Yapılacaklar |
1 – EBSO meclis toplantısı haberine göre, Şubat ayında oda yönetiminin kurduğu iki çalışma grubundan TDİOSB grubu dışındaki hangisidir?
2 – Listenin başındaki satırdan "142), (396, 131)]" ifadesini içeren satıra kadar, iki uç da dahil, listedeki satırları değiştirmeden çıktı olarak verin.
++++ Metin Bloğu
Ali Budak- Ege Bölgesi Sanayi Odası (EBSO) Şubat ayı meclis toplantısını gerçekleştirdi. Toplantıda atıksu, altyapı ve evsel katı atık bertaraf tesisleri tarifelerinde mevzuattan kaynaklı yaşanan sıkıntılara değinen Ege Bölgesi Sanayi Odası Başkan Vekili Erdoğan Çiçekçi, İzmir’de Tarıma Dayalı İhtisas Organize Sanayi Bölgesi kurulmasını önemsediklerini ve oda olarak konuyla ilgili bir çalışma grubu kurduklarını söyledi.

‘Bölgemiz için TDİOSB kurulması önemsiyoruz’

Şubat ayı içerisinde oda yönetimi olarak iki çalışma grubu kurduklarını açıklayan Çiçekçi, ‘Tarıma Dayalı İhtisas Organize Sanayi Bölgesi (TDİOSB) Kurulmasına ilişkin Çalışma Grubu  ilk toplantısını gerçekleştirdi. 25 Kasım 2017 Tarihli Yönetmelik ile ya kurumlarla ortaklaşa, ya da özel hukuk tüzel kişilerince veya gerçek kişilerce TDİOSB kurulabiliyor. Bölgenin kurulması, İzmir ve bölgenin mevcut potansiyeli açısından çok önemsiyoruz. Kümelenme modeli ile tarım ve sanayi entegrasyonunun sağlanabileceği ve katma değerli üretimde aşama kaydedileceğini umuyoruz’ diye konuştu. Çiçekçi, diğer çalışma grubunun da Dijitalleşme Çalışma Grubu olduğunu belirtti.

Belediyeler farklı tarife uygulamasın

Yönetmelik gereği atıksu altyapı yönetimleri ve evsel katı atık idareleri, hizmetlerinden yararlananlardan bu hizmetlerinin maliyetini kendi belirlediği tarifelere göre topladığını belirten Çiçekçi, şöyle devam etti: Sanayiler için ücretlendirme, atıksu debisi ve kirlilik yüküne, sanayi dışı aboneler için tüketilen su miktarına ya da idarece belirlenecek atıksu miktarlarına göre yapılacak. Her ilçe belediyesinin farklı bir tarife uygulamasını aşamıyoruz. Yönetmelikte yapılacak düzenleme ile bu farklılığın kaldırılmasını bir kez daha talep ediyoruz.
++++++++
++++ Malzeme
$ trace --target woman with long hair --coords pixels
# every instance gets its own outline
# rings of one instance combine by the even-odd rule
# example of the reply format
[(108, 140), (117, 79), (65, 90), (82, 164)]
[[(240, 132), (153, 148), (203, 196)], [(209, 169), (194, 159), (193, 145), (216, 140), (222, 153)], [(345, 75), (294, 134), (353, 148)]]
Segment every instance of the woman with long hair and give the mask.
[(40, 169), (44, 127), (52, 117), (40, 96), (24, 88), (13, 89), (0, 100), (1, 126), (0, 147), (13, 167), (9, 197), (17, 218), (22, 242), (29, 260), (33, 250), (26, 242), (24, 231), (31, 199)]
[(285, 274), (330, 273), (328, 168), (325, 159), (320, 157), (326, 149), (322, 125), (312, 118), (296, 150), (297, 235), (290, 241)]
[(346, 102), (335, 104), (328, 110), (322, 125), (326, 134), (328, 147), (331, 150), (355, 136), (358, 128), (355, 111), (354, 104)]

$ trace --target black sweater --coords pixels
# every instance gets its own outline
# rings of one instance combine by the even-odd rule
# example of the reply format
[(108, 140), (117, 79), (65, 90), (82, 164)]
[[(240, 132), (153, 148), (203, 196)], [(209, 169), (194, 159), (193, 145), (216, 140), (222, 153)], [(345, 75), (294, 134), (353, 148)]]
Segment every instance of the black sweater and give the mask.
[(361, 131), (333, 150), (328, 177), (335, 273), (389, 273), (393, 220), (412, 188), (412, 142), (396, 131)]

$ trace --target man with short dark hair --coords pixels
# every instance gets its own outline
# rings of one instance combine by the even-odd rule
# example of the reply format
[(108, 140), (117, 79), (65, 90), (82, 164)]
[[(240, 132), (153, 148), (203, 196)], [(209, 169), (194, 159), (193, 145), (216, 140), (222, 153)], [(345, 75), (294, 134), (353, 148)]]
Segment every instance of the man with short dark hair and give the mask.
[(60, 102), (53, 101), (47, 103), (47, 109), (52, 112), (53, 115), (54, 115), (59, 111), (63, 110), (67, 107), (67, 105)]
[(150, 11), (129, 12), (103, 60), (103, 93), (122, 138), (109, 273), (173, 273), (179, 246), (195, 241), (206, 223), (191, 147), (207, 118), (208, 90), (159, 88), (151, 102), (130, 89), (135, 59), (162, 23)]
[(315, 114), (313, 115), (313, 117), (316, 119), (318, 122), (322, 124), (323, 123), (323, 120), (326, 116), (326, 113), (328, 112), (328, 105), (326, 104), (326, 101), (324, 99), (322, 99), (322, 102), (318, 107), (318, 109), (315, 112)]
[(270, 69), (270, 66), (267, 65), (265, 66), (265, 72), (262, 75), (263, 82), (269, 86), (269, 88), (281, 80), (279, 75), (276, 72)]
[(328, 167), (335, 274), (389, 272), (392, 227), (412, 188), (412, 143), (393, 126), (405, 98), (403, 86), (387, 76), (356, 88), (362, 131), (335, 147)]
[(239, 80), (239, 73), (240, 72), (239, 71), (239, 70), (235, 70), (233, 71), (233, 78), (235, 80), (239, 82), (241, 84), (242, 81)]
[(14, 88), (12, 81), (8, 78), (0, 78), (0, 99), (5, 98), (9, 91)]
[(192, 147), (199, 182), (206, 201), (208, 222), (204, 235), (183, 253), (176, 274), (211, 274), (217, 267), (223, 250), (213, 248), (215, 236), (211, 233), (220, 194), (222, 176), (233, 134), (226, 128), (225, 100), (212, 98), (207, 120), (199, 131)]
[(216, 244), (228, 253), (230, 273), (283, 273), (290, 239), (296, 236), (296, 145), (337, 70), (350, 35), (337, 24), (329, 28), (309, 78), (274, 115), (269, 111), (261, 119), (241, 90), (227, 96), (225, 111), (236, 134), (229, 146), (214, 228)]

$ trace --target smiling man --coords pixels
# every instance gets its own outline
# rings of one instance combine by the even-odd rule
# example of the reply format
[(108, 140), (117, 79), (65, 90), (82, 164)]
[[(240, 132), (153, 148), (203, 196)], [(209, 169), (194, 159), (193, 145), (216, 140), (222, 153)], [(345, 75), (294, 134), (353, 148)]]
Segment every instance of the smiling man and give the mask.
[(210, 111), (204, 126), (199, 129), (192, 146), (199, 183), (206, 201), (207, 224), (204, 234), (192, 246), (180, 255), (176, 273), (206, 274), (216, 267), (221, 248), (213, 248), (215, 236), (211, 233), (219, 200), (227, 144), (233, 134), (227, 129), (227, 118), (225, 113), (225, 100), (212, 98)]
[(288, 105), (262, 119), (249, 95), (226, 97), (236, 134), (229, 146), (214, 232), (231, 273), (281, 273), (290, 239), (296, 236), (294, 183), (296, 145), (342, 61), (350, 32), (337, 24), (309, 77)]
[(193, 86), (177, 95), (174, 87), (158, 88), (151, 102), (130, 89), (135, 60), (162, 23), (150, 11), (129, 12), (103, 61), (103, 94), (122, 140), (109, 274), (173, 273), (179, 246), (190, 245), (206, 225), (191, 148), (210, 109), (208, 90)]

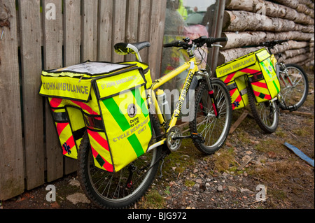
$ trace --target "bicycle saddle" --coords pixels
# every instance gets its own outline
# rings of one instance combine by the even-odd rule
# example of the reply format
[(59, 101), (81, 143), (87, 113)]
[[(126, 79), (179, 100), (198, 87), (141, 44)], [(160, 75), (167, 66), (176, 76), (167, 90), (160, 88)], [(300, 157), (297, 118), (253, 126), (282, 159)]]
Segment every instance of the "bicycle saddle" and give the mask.
[(115, 44), (115, 52), (120, 55), (126, 55), (128, 53), (139, 53), (140, 50), (150, 46), (149, 42), (139, 42), (134, 43), (118, 43)]

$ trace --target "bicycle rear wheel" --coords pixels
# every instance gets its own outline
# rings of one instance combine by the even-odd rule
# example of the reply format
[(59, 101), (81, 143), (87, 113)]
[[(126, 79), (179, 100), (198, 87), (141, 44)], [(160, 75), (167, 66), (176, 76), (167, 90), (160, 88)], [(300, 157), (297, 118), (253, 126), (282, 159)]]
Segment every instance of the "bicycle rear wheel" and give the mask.
[[(151, 117), (153, 136), (160, 136), (158, 124)], [(102, 208), (124, 208), (136, 202), (146, 192), (155, 176), (161, 147), (145, 153), (117, 173), (96, 168), (87, 134), (78, 152), (78, 175), (88, 197)]]
[(297, 64), (286, 65), (279, 76), (280, 94), (282, 96), (279, 107), (281, 109), (296, 110), (305, 101), (309, 92), (309, 80), (305, 71)]
[(190, 131), (202, 135), (205, 141), (193, 140), (196, 148), (206, 154), (213, 154), (225, 141), (232, 120), (230, 92), (223, 81), (211, 78), (219, 116), (216, 117), (208, 87), (202, 81), (195, 94), (195, 118), (190, 122)]
[(251, 85), (247, 87), (247, 94), (251, 113), (258, 126), (265, 133), (274, 132), (279, 124), (277, 103), (275, 101), (257, 103)]

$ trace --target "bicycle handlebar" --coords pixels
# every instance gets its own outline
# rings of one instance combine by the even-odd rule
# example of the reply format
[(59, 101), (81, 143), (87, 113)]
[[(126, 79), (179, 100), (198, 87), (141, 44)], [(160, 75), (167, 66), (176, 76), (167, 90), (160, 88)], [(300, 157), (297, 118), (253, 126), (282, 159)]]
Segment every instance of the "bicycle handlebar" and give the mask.
[[(226, 42), (227, 41), (227, 37), (219, 37), (219, 38), (214, 38), (214, 37), (206, 37), (206, 36), (200, 36), (198, 38), (192, 40), (192, 43), (196, 44), (197, 47), (202, 47), (204, 44), (206, 44), (206, 46), (208, 48), (211, 48), (212, 43), (216, 43), (216, 42)], [(186, 38), (184, 39), (183, 41), (176, 41), (170, 43), (165, 43), (163, 45), (164, 48), (183, 48), (184, 49), (190, 48), (192, 46), (192, 44), (189, 44), (188, 42), (190, 40), (189, 38)]]
[(289, 40), (276, 40), (276, 41), (266, 41), (264, 43), (261, 43), (259, 44), (259, 45), (261, 46), (266, 46), (267, 48), (273, 48), (274, 46), (275, 46), (277, 44), (282, 44), (284, 43), (288, 42)]

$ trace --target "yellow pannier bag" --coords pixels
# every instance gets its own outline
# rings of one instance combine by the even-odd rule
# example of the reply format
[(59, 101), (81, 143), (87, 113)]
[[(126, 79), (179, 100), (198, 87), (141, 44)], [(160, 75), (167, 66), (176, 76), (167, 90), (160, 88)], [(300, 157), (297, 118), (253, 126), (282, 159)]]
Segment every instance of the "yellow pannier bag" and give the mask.
[[(258, 103), (271, 100), (278, 94), (280, 84), (270, 57), (268, 51), (263, 48), (217, 67), (217, 77), (230, 89), (233, 110), (248, 104), (247, 80)], [(244, 75), (247, 80), (239, 78)]]
[(41, 80), (39, 94), (48, 98), (64, 155), (77, 159), (85, 131), (100, 169), (119, 171), (146, 152), (148, 82), (137, 62), (88, 62), (43, 71)]

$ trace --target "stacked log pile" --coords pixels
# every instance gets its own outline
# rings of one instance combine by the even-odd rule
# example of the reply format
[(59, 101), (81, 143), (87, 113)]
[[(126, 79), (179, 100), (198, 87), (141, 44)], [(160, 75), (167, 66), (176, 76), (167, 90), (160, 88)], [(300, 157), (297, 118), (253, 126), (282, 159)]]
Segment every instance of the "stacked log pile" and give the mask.
[[(290, 40), (277, 45), (279, 62), (307, 64), (314, 61), (314, 0), (226, 0), (218, 66), (253, 52), (260, 43)], [(312, 58), (313, 57), (313, 58)]]

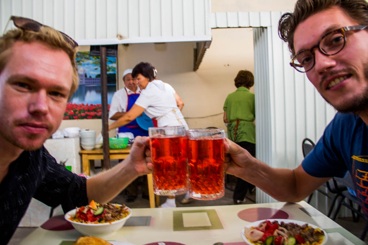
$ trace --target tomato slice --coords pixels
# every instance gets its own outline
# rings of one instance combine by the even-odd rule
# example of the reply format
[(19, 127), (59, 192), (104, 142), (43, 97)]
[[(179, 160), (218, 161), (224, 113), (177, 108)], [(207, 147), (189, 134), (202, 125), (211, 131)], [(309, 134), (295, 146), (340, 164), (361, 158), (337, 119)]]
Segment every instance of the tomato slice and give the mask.
[(305, 243), (305, 241), (304, 241), (304, 238), (303, 237), (298, 234), (297, 234), (294, 237), (296, 239), (297, 241), (299, 243), (302, 244), (303, 243)]
[(277, 223), (275, 223), (271, 226), (266, 231), (266, 232), (273, 234), (275, 230), (279, 228), (279, 225)]

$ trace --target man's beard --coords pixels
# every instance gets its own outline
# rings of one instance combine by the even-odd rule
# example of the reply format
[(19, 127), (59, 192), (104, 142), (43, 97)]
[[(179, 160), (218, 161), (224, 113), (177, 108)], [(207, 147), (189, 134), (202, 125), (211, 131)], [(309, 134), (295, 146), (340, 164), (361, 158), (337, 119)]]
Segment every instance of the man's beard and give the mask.
[[(39, 149), (42, 146), (42, 145), (43, 144), (43, 143), (45, 143), (46, 140), (49, 137), (48, 137), (45, 139), (45, 140), (41, 141), (40, 143), (39, 143), (37, 144), (33, 144), (30, 145), (25, 143), (19, 139), (14, 138), (14, 137), (11, 137), (11, 136), (8, 135), (7, 134), (2, 133), (1, 132), (0, 132), (0, 136), (4, 137), (8, 142), (13, 145), (25, 151), (34, 151)], [(39, 138), (39, 136), (37, 135), (31, 135), (29, 136), (28, 138), (29, 140), (37, 140)], [(33, 141), (33, 143), (34, 143), (34, 142), (35, 141)]]
[[(364, 79), (368, 83), (368, 63), (364, 66)], [(351, 101), (347, 101), (343, 105), (339, 107), (336, 107), (330, 103), (329, 101), (323, 97), (328, 103), (332, 105), (337, 110), (337, 111), (342, 113), (348, 113), (350, 112), (355, 114), (358, 114), (360, 112), (366, 111), (368, 110), (368, 84), (367, 84), (362, 94), (357, 97)]]

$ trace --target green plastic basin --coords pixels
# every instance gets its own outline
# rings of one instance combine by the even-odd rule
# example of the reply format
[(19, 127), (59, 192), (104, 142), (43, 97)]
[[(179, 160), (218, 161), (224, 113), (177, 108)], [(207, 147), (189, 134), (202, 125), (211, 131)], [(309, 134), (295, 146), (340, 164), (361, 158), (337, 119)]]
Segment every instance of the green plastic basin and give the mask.
[(109, 139), (109, 143), (110, 149), (121, 149), (125, 148), (128, 145), (128, 141), (129, 138), (110, 138)]

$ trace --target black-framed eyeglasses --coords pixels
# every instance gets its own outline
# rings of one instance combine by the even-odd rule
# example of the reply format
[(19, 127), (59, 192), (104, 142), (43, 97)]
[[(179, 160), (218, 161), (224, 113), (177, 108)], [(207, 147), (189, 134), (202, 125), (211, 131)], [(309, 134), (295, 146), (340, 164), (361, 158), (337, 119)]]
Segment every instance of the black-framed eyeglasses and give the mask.
[[(31, 19), (28, 19), (28, 18), (26, 18), (24, 17), (21, 17), (20, 16), (14, 16), (13, 15), (10, 17), (10, 18), (9, 19), (9, 21), (8, 21), (8, 23), (7, 24), (6, 26), (5, 26), (6, 30), (7, 26), (11, 20), (13, 21), (13, 22), (14, 23), (14, 25), (15, 26), (18, 28), (20, 28), (22, 30), (31, 30), (36, 32), (38, 32), (40, 31), (40, 29), (41, 26), (46, 26), (49, 27), (49, 26), (47, 26), (47, 25), (43, 25), (40, 22), (38, 22), (37, 21)], [(78, 44), (76, 42), (74, 41), (72, 38), (68, 36), (64, 32), (60, 32), (60, 31), (58, 31), (61, 34), (61, 35), (63, 36), (63, 37), (64, 37), (65, 41), (68, 43), (73, 48), (74, 48), (75, 47), (78, 47)]]
[(346, 42), (345, 32), (351, 30), (363, 30), (368, 25), (346, 26), (330, 32), (323, 35), (316, 45), (309, 50), (304, 50), (298, 52), (291, 60), (290, 65), (301, 72), (306, 72), (310, 70), (315, 63), (315, 48), (326, 55), (333, 55), (342, 50)]

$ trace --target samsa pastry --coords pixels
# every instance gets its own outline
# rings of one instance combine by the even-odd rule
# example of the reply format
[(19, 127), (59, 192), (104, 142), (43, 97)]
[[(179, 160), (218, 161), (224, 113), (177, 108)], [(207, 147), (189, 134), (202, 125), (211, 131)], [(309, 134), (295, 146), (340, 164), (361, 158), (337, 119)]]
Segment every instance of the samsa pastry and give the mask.
[(81, 237), (72, 245), (112, 245), (103, 239), (95, 237)]

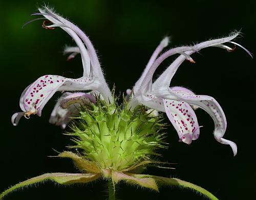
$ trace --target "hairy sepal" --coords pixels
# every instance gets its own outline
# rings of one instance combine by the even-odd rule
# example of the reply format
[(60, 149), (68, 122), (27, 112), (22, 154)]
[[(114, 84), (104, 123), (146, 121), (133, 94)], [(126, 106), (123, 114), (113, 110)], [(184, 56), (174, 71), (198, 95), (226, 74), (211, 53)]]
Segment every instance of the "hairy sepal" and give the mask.
[(94, 173), (48, 173), (32, 178), (11, 187), (0, 194), (0, 199), (8, 194), (24, 187), (31, 186), (36, 183), (52, 181), (61, 185), (71, 185), (75, 183), (86, 183), (94, 181), (100, 177), (100, 174)]

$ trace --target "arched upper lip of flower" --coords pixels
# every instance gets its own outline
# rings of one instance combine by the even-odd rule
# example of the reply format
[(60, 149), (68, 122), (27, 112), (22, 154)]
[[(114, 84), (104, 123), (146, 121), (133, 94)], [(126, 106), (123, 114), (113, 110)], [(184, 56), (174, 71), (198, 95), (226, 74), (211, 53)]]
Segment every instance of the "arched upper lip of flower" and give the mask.
[[(68, 47), (65, 52), (71, 54), (68, 59), (72, 59), (78, 54), (80, 54), (83, 73), (82, 77), (77, 79), (57, 75), (45, 75), (38, 78), (28, 86), (22, 94), (20, 107), (23, 112), (16, 113), (12, 116), (13, 124), (16, 125), (23, 115), (26, 118), (29, 118), (31, 114), (40, 116), (45, 104), (57, 91), (93, 91), (104, 99), (107, 104), (109, 102), (113, 103), (111, 93), (104, 78), (96, 51), (86, 35), (76, 26), (56, 14), (48, 7), (45, 7), (38, 10), (39, 13), (34, 13), (32, 15), (42, 15), (53, 23), (47, 26), (45, 24), (46, 23), (44, 23), (43, 27), (48, 29), (60, 27), (74, 39), (77, 46)], [(215, 139), (222, 143), (229, 144), (235, 155), (237, 152), (236, 144), (223, 138), (227, 122), (225, 114), (219, 103), (211, 96), (196, 95), (182, 87), (170, 88), (169, 85), (172, 78), (181, 63), (186, 59), (194, 63), (195, 61), (190, 55), (202, 48), (215, 46), (229, 52), (232, 51), (234, 48), (224, 44), (226, 42), (230, 42), (235, 46), (237, 45), (241, 47), (252, 57), (251, 54), (245, 48), (231, 41), (239, 34), (239, 32), (232, 33), (226, 37), (206, 41), (193, 46), (172, 48), (158, 57), (169, 43), (168, 38), (165, 38), (154, 52), (141, 77), (134, 85), (132, 92), (127, 92), (127, 98), (131, 100), (129, 101), (129, 106), (133, 109), (137, 105), (142, 104), (156, 110), (166, 112), (178, 134), (180, 141), (187, 144), (190, 144), (192, 140), (197, 139), (199, 137), (199, 128), (201, 127), (198, 124), (193, 108), (201, 108), (205, 110), (214, 121), (215, 128), (214, 135)], [(180, 55), (153, 83), (152, 78), (157, 68), (166, 58), (177, 54)], [(79, 98), (82, 99), (78, 98), (76, 100), (82, 100), (85, 94), (83, 93), (78, 95)], [(70, 94), (69, 96), (73, 98), (74, 96)], [(68, 98), (71, 99), (70, 98)], [(76, 100), (71, 100), (72, 103), (75, 103)], [(50, 121), (54, 121), (54, 123), (59, 123), (65, 127), (67, 121), (64, 119), (70, 116), (70, 112), (69, 111), (72, 111), (73, 108), (68, 107), (69, 110), (63, 115), (60, 104), (61, 103), (58, 101), (52, 113)], [(59, 111), (60, 112), (59, 113)], [(59, 117), (60, 116), (61, 117)]]
[(38, 10), (40, 13), (32, 15), (43, 15), (53, 23), (45, 25), (45, 27), (59, 27), (74, 39), (77, 47), (68, 47), (65, 52), (71, 53), (71, 57), (78, 53), (81, 54), (83, 73), (82, 77), (77, 79), (50, 74), (38, 78), (23, 92), (19, 102), (23, 112), (16, 113), (12, 116), (13, 124), (17, 125), (24, 115), (28, 118), (32, 114), (40, 116), (46, 104), (57, 91), (94, 90), (100, 94), (107, 103), (113, 102), (111, 92), (104, 78), (96, 51), (86, 35), (77, 26), (48, 8), (39, 8)]
[[(168, 44), (168, 38), (164, 38), (153, 53), (141, 77), (133, 88), (130, 106), (132, 109), (143, 104), (158, 111), (165, 112), (175, 128), (180, 138), (187, 144), (197, 139), (199, 135), (199, 127), (191, 106), (200, 107), (205, 110), (212, 118), (215, 128), (214, 135), (220, 143), (229, 144), (234, 156), (237, 154), (236, 144), (223, 138), (227, 127), (224, 112), (219, 103), (212, 97), (196, 95), (189, 90), (182, 87), (175, 89), (169, 88), (170, 82), (178, 67), (185, 60), (194, 63), (190, 55), (201, 49), (210, 46), (218, 47), (228, 51), (233, 50), (223, 44), (230, 42), (244, 49), (251, 57), (251, 54), (241, 45), (231, 41), (240, 33), (232, 33), (228, 37), (206, 41), (194, 46), (172, 48), (158, 57), (158, 55)], [(179, 56), (154, 83), (153, 74), (159, 65), (167, 58), (174, 54)]]

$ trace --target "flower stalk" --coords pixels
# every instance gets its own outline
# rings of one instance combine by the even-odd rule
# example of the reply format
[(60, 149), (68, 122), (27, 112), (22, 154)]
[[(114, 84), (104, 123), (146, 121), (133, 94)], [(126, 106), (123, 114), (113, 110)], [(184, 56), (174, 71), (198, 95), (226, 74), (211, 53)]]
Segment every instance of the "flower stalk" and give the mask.
[[(17, 126), (23, 116), (40, 116), (43, 108), (57, 91), (62, 93), (51, 114), (50, 122), (65, 129), (73, 142), (56, 157), (71, 159), (80, 173), (51, 173), (19, 183), (0, 194), (0, 199), (18, 188), (47, 180), (61, 185), (84, 183), (98, 179), (108, 180), (109, 198), (115, 199), (115, 185), (120, 181), (146, 188), (157, 192), (161, 185), (176, 186), (196, 191), (211, 199), (212, 194), (191, 183), (178, 179), (140, 174), (149, 164), (166, 164), (156, 159), (159, 149), (167, 147), (163, 133), (165, 124), (165, 112), (178, 135), (179, 141), (190, 144), (199, 138), (200, 128), (194, 110), (200, 108), (206, 111), (215, 123), (214, 136), (219, 142), (229, 145), (234, 156), (237, 147), (231, 141), (224, 139), (227, 121), (220, 104), (213, 97), (197, 95), (180, 86), (170, 87), (172, 79), (183, 61), (194, 64), (190, 57), (202, 49), (214, 46), (228, 52), (234, 50), (226, 43), (231, 43), (239, 32), (227, 37), (210, 40), (193, 46), (171, 48), (160, 55), (169, 43), (164, 38), (153, 53), (141, 77), (132, 90), (126, 90), (123, 103), (119, 105), (114, 90), (111, 90), (104, 78), (93, 45), (88, 36), (76, 26), (55, 13), (47, 7), (38, 9), (32, 15), (45, 19), (43, 28), (52, 30), (59, 27), (74, 40), (76, 46), (67, 47), (68, 60), (81, 56), (82, 76), (77, 79), (58, 75), (44, 75), (28, 86), (22, 93), (19, 106), (22, 112), (14, 113), (11, 120)], [(48, 20), (48, 21), (47, 21)], [(161, 63), (175, 54), (179, 56), (155, 81), (152, 78)], [(160, 56), (159, 56), (160, 55)], [(76, 92), (74, 92), (76, 91)], [(72, 152), (76, 149), (76, 154)], [(169, 168), (169, 167), (168, 167)], [(140, 173), (139, 173), (139, 172)]]
[(115, 194), (114, 185), (111, 179), (109, 179), (108, 184), (109, 186), (109, 200), (115, 200), (116, 197)]

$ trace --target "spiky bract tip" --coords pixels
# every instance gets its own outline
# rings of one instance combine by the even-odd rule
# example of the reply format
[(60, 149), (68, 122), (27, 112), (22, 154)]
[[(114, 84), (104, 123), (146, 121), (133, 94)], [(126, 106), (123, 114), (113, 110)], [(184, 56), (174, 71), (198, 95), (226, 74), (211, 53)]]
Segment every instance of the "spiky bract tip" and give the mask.
[(102, 169), (123, 171), (150, 160), (151, 155), (159, 155), (158, 148), (166, 147), (160, 133), (165, 126), (162, 116), (152, 113), (144, 106), (131, 111), (125, 101), (118, 106), (116, 100), (107, 104), (98, 98), (90, 108), (82, 107), (70, 126), (69, 135), (76, 143), (70, 147), (81, 149), (80, 156)]

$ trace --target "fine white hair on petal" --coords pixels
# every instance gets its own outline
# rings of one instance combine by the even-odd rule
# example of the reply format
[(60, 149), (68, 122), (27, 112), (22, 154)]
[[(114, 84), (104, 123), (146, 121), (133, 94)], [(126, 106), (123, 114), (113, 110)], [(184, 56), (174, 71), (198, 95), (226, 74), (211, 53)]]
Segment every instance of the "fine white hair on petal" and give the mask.
[(64, 51), (63, 52), (63, 53), (64, 54), (70, 53), (80, 53), (80, 49), (77, 46), (65, 46), (65, 48), (64, 48)]
[(148, 70), (151, 67), (151, 65), (152, 65), (152, 64), (154, 63), (154, 62), (157, 59), (159, 54), (163, 51), (163, 49), (165, 47), (166, 47), (168, 45), (169, 42), (169, 37), (165, 37), (164, 39), (162, 40), (159, 45), (155, 50), (155, 51), (153, 53), (153, 54), (152, 54), (152, 56), (151, 56), (151, 57), (150, 58), (150, 59), (148, 62), (147, 63), (147, 64), (146, 66), (146, 67), (144, 69), (144, 71), (142, 74), (141, 74), (141, 76), (140, 77), (139, 80), (136, 82), (135, 85), (134, 85), (134, 86), (133, 87), (133, 93), (134, 94), (136, 94), (137, 93), (138, 90), (140, 88), (142, 83), (142, 81), (145, 78), (145, 77), (146, 76), (147, 72), (148, 71)]

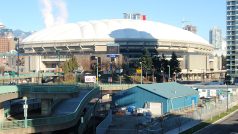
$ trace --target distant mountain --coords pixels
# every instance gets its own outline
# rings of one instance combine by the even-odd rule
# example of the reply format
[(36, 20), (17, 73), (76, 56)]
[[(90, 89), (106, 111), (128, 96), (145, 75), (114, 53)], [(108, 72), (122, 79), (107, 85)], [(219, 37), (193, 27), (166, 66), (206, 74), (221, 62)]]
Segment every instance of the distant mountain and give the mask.
[(13, 31), (14, 37), (18, 37), (20, 39), (24, 39), (27, 36), (31, 35), (32, 33), (33, 32), (25, 32), (25, 31), (22, 31), (22, 30), (19, 30), (19, 29)]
++++++++
Görev Bazında Çözümler |
1 – Dijitalleşme Çalışma Grubu.

2 –
$ trace --target woman with long hair --coords pixels
# every instance gets its own outline
# rings of one instance combine by the even-odd rule
# example of the reply format
[(108, 140), (117, 79), (65, 90), (82, 164)]
[[(240, 132), (153, 148), (203, 196)], [(209, 169), (194, 159), (193, 145), (216, 140), (222, 153)], [(345, 75), (294, 134), (353, 148)]]
Segment every instance of the woman with long hair and give the mask.
[(40, 169), (44, 127), (52, 117), (40, 96), (24, 88), (13, 89), (0, 100), (1, 126), (0, 147), (13, 167), (9, 197), (17, 218), (22, 242), (29, 260), (33, 250), (26, 242), (24, 231), (31, 199)]
[(285, 274), (330, 273), (328, 168), (325, 159), (320, 157), (326, 149), (322, 125), (312, 118), (296, 150), (297, 235), (290, 241)]
[(346, 102), (335, 104), (328, 110), (322, 125), (326, 134), (328, 147), (331, 150), (355, 136), (358, 128), (355, 111), (354, 104)]

$ trace --target black sweater --coords pixels
# every instance gets its own outline
# rings of one instance combine by the even-odd rule
# example of the reply format
[(108, 140), (117, 79), (65, 90), (82, 164)]
[[(240, 132), (153, 148), (203, 196)], [(209, 169), (194, 159), (193, 145), (216, 140), (222, 153)], [(345, 75), (294, 134), (353, 148)]]
Segment every instance of the black sweater and give the mask.
[(361, 131), (333, 150), (328, 177), (335, 273), (389, 273), (393, 220), (412, 188), (412, 142), (396, 131)]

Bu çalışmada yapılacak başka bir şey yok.